▶ 本文
孤憤

賢者の贈り物

1 Eve

 クリスマスイブにプレゼントを交換する習慣は、イエス・キリストが生まれる前兆を遥か東方の三人の宗教的司祭が知り、長い旅を経て、イエスの生誕地、ベツレヘムにたどり着き、そこに居た、乳飲み子を抱くマリアの前にひざまずき、その乳飲み子のために、黄金、乳香、没薬といった贈り物をした事が、始まりだと言われている。

 ちなみに三人の司祭は「東方の三賢者」と訳されることが多いが、単数形ではマグストいい、三人いるので「Magi(マギ)」というらしい。これを聞いたら、エヴァンゲリオン好きはぞくっとするだろう。

 よくクリスマスイヴに、プレゼントを渡すときに、「メリークリスマス」というべきか悩むところであるが、メリークリスマスを和訳すると、「良き生誕祭をお迎えください。」または、「救世主の誕生を楽しんで下さい。」という意味となる。

▶ 項目一覧
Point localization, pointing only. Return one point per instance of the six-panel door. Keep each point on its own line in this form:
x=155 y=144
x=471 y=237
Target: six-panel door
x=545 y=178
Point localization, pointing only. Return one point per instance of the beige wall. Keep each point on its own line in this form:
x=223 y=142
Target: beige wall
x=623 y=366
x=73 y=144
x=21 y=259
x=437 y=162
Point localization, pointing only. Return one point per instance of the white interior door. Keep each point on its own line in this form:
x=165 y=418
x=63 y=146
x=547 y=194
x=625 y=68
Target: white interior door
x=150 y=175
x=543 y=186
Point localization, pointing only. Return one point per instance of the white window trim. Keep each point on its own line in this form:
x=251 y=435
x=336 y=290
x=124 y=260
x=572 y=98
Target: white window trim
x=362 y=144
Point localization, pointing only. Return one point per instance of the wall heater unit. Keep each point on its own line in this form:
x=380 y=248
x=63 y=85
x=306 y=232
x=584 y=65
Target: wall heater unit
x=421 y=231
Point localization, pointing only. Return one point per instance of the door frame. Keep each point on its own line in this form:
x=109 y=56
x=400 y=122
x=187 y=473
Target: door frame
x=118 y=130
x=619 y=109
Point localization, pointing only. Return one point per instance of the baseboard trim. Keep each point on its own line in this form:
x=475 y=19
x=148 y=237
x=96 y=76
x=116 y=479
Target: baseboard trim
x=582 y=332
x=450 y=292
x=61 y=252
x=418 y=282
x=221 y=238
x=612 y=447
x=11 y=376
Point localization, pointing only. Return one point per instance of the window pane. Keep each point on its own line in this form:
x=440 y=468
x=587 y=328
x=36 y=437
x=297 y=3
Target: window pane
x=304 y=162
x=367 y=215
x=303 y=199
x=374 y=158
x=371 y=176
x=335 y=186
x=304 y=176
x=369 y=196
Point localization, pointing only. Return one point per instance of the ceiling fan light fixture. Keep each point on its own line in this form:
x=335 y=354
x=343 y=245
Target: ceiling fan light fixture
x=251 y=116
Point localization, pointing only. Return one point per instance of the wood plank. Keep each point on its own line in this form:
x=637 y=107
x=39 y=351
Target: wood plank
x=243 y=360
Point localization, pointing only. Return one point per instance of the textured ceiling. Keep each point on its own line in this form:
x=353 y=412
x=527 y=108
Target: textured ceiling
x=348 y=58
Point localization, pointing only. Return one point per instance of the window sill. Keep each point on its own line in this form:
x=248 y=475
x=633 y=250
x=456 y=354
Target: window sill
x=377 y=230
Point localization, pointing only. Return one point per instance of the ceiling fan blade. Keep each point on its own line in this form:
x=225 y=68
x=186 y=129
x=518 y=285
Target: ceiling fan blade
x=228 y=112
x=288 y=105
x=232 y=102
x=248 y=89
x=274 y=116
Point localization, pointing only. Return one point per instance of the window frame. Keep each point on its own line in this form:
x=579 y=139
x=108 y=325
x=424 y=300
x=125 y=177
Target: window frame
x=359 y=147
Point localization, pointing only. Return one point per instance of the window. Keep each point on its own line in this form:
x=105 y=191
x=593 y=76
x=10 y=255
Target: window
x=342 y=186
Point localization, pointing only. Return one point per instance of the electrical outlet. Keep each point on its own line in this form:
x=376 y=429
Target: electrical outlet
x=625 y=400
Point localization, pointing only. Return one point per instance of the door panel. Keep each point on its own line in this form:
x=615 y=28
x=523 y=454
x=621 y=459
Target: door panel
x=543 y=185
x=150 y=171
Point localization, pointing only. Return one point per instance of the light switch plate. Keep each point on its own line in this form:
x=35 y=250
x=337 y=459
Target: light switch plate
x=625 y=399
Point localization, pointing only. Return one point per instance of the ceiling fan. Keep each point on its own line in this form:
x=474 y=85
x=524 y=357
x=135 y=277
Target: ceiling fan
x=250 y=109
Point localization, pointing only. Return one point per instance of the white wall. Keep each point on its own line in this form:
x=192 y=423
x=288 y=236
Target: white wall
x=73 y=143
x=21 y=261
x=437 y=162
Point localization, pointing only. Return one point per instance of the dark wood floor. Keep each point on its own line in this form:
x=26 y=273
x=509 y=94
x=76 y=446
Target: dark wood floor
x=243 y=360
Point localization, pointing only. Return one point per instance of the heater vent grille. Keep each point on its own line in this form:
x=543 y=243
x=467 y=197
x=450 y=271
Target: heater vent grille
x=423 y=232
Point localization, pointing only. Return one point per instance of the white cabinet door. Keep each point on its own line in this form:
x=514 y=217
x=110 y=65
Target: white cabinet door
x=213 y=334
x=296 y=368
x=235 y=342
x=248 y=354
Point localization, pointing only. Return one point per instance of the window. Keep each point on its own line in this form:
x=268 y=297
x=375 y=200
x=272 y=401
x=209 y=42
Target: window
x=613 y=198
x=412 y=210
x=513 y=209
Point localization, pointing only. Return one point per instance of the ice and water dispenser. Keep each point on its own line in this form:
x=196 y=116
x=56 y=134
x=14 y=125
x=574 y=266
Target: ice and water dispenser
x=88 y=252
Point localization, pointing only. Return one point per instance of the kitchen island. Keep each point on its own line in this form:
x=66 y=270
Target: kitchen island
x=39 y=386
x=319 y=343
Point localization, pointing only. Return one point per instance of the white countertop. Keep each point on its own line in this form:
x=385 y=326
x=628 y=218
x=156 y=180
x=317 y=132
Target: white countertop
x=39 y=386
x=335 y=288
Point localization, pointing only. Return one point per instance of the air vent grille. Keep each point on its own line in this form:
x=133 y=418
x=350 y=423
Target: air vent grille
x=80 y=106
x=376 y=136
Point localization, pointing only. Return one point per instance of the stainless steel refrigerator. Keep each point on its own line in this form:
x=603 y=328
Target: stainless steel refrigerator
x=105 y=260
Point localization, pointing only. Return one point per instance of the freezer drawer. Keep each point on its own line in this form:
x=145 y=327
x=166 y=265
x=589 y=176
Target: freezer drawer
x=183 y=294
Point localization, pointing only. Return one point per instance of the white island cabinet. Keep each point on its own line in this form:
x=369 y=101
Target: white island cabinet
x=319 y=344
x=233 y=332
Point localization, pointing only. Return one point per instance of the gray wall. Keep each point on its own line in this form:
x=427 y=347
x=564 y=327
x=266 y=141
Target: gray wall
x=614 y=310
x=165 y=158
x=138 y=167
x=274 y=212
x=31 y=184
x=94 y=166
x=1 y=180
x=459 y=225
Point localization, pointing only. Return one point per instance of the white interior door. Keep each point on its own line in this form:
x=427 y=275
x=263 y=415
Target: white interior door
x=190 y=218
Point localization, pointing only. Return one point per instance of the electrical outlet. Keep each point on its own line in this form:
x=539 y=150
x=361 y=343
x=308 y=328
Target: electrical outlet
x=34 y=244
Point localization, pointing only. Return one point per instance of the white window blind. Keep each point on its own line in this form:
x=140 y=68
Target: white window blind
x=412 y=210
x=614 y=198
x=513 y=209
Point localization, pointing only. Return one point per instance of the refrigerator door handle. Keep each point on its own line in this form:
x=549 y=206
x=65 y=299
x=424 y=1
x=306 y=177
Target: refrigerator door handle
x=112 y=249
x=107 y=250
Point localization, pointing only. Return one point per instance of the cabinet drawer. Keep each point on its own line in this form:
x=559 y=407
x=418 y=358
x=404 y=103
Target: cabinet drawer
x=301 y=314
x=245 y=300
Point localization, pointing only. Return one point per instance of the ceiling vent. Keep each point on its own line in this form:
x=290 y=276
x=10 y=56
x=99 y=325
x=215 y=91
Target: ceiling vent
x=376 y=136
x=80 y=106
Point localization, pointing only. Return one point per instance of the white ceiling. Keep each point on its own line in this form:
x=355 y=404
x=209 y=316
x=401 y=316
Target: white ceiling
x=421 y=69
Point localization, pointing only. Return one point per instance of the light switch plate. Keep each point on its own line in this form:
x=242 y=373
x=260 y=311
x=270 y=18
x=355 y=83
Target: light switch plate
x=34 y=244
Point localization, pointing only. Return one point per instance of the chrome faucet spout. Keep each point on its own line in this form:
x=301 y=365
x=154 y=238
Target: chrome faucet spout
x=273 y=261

▶ 作業指示
上に掲げた本文の全体を、一字も変えずに打ち直してください。

▶ この課題の解答
孤憤

賢者の贈り物

1 Eve

 クリスマスイブにプレゼントを交換する習慣は、イエス・キリストが生まれる前兆を遥か東方の三人の宗教的司祭が知り、長い旅を経て、イエスの生誕地、ベツレヘムにたどり着き、そこに居た、乳飲み子を抱くマリアの前にひざまずき、その乳飲み子のために、黄金、乳香、没薬といった贈り物をした事が、始まりだと言われている。

 ちなみに三人の司祭は「東方の三賢者」と訳されることが多いが、単数形ではマグストいい、三人いるので「Magi(マギ)」というらしい。これを聞いたら、エヴァンゲリオン好きはぞくっとするだろう。

 よくクリスマスイヴに、プレゼントを渡すときに、「メリークリスマス」というべきか悩むところであるが、メリークリスマスを和訳すると、「良き生誕祭をお迎えください。」または、「救世主の誕生を楽しんで下さい。」という意味となる。